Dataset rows
## BEGIN

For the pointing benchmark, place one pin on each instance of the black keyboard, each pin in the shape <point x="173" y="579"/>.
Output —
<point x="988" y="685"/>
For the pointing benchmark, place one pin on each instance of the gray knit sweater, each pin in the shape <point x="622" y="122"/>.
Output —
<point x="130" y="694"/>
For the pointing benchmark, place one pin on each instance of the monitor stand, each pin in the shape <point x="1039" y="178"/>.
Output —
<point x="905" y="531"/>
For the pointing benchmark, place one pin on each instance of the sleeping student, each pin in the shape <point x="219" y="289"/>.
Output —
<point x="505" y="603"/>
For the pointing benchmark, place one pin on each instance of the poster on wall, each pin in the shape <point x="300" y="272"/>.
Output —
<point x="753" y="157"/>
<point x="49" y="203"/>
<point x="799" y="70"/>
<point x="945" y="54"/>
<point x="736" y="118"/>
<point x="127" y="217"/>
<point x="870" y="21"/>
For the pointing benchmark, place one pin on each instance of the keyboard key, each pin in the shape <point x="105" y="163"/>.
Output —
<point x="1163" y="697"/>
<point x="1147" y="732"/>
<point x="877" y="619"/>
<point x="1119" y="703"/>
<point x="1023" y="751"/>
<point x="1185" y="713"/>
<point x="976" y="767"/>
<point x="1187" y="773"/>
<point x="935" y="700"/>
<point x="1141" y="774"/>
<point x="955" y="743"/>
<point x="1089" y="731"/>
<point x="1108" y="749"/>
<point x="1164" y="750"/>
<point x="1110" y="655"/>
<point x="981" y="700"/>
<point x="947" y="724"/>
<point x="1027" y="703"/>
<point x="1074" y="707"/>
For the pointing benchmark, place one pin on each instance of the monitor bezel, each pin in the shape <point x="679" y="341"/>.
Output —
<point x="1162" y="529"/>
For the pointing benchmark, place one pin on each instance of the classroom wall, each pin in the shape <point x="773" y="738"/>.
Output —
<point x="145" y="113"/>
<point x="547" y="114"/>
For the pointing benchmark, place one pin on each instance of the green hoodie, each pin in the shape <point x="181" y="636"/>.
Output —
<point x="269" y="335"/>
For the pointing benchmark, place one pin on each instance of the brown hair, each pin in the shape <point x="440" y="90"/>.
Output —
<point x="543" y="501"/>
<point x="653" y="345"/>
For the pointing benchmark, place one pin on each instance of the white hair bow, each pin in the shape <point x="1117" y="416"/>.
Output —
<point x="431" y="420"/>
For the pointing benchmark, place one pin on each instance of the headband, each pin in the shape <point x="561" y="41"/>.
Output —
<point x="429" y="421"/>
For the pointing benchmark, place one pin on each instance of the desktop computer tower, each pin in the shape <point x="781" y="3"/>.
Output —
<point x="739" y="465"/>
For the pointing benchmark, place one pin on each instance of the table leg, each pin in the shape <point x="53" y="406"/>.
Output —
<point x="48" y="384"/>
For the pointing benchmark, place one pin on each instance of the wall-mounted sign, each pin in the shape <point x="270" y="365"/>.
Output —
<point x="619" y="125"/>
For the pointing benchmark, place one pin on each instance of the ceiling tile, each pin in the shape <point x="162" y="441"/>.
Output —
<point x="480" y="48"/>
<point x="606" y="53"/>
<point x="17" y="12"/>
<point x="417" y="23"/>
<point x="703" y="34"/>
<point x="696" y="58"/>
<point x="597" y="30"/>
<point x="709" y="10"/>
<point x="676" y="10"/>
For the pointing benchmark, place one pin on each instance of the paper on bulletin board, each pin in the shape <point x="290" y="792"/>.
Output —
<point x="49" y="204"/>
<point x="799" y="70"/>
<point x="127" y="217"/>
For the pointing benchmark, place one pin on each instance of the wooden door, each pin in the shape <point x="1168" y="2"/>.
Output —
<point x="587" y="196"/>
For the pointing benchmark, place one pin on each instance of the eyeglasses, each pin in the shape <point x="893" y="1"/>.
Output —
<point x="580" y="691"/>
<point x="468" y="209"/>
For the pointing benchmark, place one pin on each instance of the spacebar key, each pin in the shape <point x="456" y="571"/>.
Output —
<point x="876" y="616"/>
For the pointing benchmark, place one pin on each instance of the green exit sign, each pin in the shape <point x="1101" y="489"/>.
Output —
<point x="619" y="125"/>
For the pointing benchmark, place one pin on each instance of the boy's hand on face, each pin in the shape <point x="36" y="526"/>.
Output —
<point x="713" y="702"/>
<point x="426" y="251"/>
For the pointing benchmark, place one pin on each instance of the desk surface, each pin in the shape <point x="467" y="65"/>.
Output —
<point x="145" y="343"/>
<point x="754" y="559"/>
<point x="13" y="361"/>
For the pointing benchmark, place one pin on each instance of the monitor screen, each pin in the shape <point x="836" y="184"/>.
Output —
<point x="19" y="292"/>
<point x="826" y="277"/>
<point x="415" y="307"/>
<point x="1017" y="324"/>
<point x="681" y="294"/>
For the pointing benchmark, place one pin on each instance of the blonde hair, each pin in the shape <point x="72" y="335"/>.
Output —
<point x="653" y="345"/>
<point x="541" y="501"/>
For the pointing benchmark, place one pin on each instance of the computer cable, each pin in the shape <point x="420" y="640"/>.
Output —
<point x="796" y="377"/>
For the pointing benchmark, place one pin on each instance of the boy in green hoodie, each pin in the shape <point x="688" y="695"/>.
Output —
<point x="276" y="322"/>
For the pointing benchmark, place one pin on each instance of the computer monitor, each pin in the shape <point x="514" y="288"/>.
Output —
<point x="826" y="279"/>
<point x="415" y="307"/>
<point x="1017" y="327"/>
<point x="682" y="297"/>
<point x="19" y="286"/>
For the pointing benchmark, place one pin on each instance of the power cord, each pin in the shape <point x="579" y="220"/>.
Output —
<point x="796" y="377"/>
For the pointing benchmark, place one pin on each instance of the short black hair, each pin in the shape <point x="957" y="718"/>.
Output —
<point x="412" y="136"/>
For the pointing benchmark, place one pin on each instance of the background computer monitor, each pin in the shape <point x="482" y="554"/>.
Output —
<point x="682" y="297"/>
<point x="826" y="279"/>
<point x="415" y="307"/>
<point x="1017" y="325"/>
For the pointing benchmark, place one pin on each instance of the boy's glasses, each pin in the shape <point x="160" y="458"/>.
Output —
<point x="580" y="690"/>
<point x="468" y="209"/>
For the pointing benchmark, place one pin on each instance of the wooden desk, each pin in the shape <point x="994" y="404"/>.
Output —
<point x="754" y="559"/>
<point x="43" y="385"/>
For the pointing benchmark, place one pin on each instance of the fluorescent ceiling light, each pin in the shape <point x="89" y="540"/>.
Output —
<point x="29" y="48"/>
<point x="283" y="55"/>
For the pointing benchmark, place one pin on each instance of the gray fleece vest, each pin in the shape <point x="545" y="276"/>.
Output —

## END

:: Written instruction ::
Please output the entire listing exactly as it stands.

:: Task output ::
For the pointing benchmark, place one pin on each instance of the black keyboard, each pin in the shape <point x="173" y="579"/>.
Output —
<point x="988" y="685"/>
For the pointing benchmark, place one pin on each instance of the gray knit sweater, each pin in the shape <point x="622" y="122"/>.
Output —
<point x="130" y="694"/>
For the pointing benchmark, place one pin on each instance of the monitor stand, each pin in the shape <point x="1039" y="178"/>.
Output —
<point x="905" y="531"/>
For the pointing benchmark, place one pin on each instance of the sleeping student, each pin in the shape <point x="219" y="289"/>.
Output —
<point x="505" y="603"/>
For the pointing benchmark, place one pin on each instance of the poster on wall, each pin in the shape <point x="300" y="272"/>.
Output —
<point x="753" y="157"/>
<point x="49" y="203"/>
<point x="799" y="70"/>
<point x="945" y="54"/>
<point x="736" y="118"/>
<point x="127" y="217"/>
<point x="870" y="21"/>
For the pointing benchmark, place one pin on each instance of the keyboard key, each pin in the shape <point x="105" y="163"/>.
Output —
<point x="1163" y="697"/>
<point x="1147" y="732"/>
<point x="877" y="619"/>
<point x="1119" y="703"/>
<point x="1023" y="751"/>
<point x="1185" y="713"/>
<point x="976" y="767"/>
<point x="1187" y="773"/>
<point x="935" y="700"/>
<point x="1141" y="774"/>
<point x="955" y="743"/>
<point x="1089" y="731"/>
<point x="1108" y="749"/>
<point x="1164" y="750"/>
<point x="1110" y="655"/>
<point x="981" y="700"/>
<point x="947" y="724"/>
<point x="1027" y="703"/>
<point x="1074" y="707"/>
For the pointing benchmark, place one pin on each instance of the monitor bezel, each pin in the shape <point x="679" y="341"/>.
Output —
<point x="1162" y="529"/>
For the pointing benchmark, place one pin on each instance of the classroom wall, each pin in the shape <point x="773" y="738"/>.
Output —
<point x="145" y="113"/>
<point x="547" y="114"/>
For the pointing benchmark, place one pin on each instance of the green hoodie, each pin in the shape <point x="181" y="636"/>.
Output —
<point x="269" y="335"/>
For the pointing benchmark, place one pin on each instance of the brown hair, each pin in the shape <point x="440" y="90"/>.
Output —
<point x="543" y="501"/>
<point x="653" y="345"/>
For the pointing benchmark, place one pin on each instance of the white hair bow, each pin in the shape <point x="1117" y="416"/>.
Output —
<point x="431" y="420"/>
For the pointing benchmark, place one pin on each instance of the headband, each pin in the shape <point x="561" y="41"/>.
Output —
<point x="429" y="421"/>
For the pointing benchmark, place one pin on each instance of the desktop computer tower, each pin in the shape <point x="781" y="3"/>.
Output —
<point x="739" y="465"/>
For the pointing benchmark, place one pin on each instance of the table leg, each pin in the shape <point x="53" y="406"/>.
Output —
<point x="48" y="384"/>
For the pointing benchmark, place one pin on each instance of the wall-mounted sign, each pin in the shape <point x="270" y="365"/>.
Output —
<point x="619" y="125"/>
For the pointing benchmark, place one pin on each instance of the ceiling tile, each pin in the shape <point x="162" y="441"/>.
Output —
<point x="480" y="48"/>
<point x="606" y="53"/>
<point x="17" y="12"/>
<point x="417" y="23"/>
<point x="703" y="34"/>
<point x="696" y="58"/>
<point x="597" y="30"/>
<point x="709" y="10"/>
<point x="676" y="10"/>
For the pointing benchmark, place one pin on each instance of the paper on bulletin board, each pin in the shape <point x="290" y="792"/>.
Output —
<point x="49" y="204"/>
<point x="799" y="70"/>
<point x="127" y="217"/>
For the pointing benchmark, place one pin on each instance of the wooden door, each pin in the shape <point x="1168" y="2"/>.
Output —
<point x="587" y="196"/>
For the pointing benchmark, place one pin on each instance of the eyeglasses, each pin in the shape <point x="893" y="1"/>.
Output —
<point x="580" y="691"/>
<point x="468" y="209"/>
For the pointing benchmark, place one pin on each instance of the spacebar key, each pin in the shape <point x="456" y="571"/>.
Output —
<point x="876" y="616"/>
For the pointing benchmark, place one pin on each instance of the green exit sign, each pin in the shape <point x="1101" y="489"/>.
Output —
<point x="619" y="125"/>
For the pointing benchmark, place one pin on each instance of the boy's hand on face, each pin in the shape <point x="36" y="526"/>.
Output —
<point x="713" y="702"/>
<point x="426" y="251"/>
For the pointing benchmark, place one pin on each instance of the desk surface, each pin in the shape <point x="467" y="65"/>.
Output —
<point x="145" y="343"/>
<point x="754" y="559"/>
<point x="13" y="361"/>
For the pointing benchmark, place one pin on each instance of the monitor screen, each pin in the shape <point x="836" y="184"/>.
Output —
<point x="19" y="292"/>
<point x="826" y="277"/>
<point x="415" y="307"/>
<point x="1017" y="324"/>
<point x="681" y="294"/>
For the pointing benchmark, place one pin on each instance of the blonde hair, each pin in the shape <point x="72" y="335"/>.
Output —
<point x="653" y="345"/>
<point x="541" y="501"/>
For the pointing benchmark, place one pin on each instance of the computer cable, each pin in the shape <point x="420" y="640"/>.
Output —
<point x="796" y="377"/>
For the pointing benchmark, place one pin on each instance of the boy in green hoodie, each pin in the shape <point x="688" y="695"/>.
Output —
<point x="276" y="322"/>
For the pointing benchmark, place one pin on each instance of the computer monitor, each pin in the shape <point x="514" y="288"/>.
Output —
<point x="826" y="279"/>
<point x="415" y="307"/>
<point x="1017" y="327"/>
<point x="682" y="297"/>
<point x="19" y="286"/>
For the pointing benchmark, place one pin on each instance of the power cord, each pin in the shape <point x="579" y="220"/>.
Output —
<point x="796" y="377"/>
For the pointing benchmark, place one pin on each instance of the short black hair, each pin in the shape <point x="957" y="718"/>.
Output —
<point x="412" y="136"/>
For the pointing benchmark, place one pin on each instance of the background computer monitor, each pin in the shape <point x="482" y="554"/>.
Output —
<point x="682" y="297"/>
<point x="826" y="279"/>
<point x="415" y="307"/>
<point x="1017" y="325"/>
For the pointing benchmark, place one pin on each instance of the boy's glasses, each pin in the shape <point x="160" y="458"/>.
Output —
<point x="580" y="690"/>
<point x="468" y="209"/>
For the pointing benchmark, place one pin on each instance of the wooden desk, each pin in the shape <point x="994" y="404"/>.
Output —
<point x="754" y="559"/>
<point x="43" y="385"/>
For the pointing benchmark, place one pin on each instance of the fluorescent ceiling light, each pin in the shape <point x="89" y="540"/>.
Output —
<point x="29" y="48"/>
<point x="283" y="55"/>
For the pointing benchmark, place one pin on each instance of the gray fleece vest, each pin in the shape <point x="545" y="276"/>.
Output —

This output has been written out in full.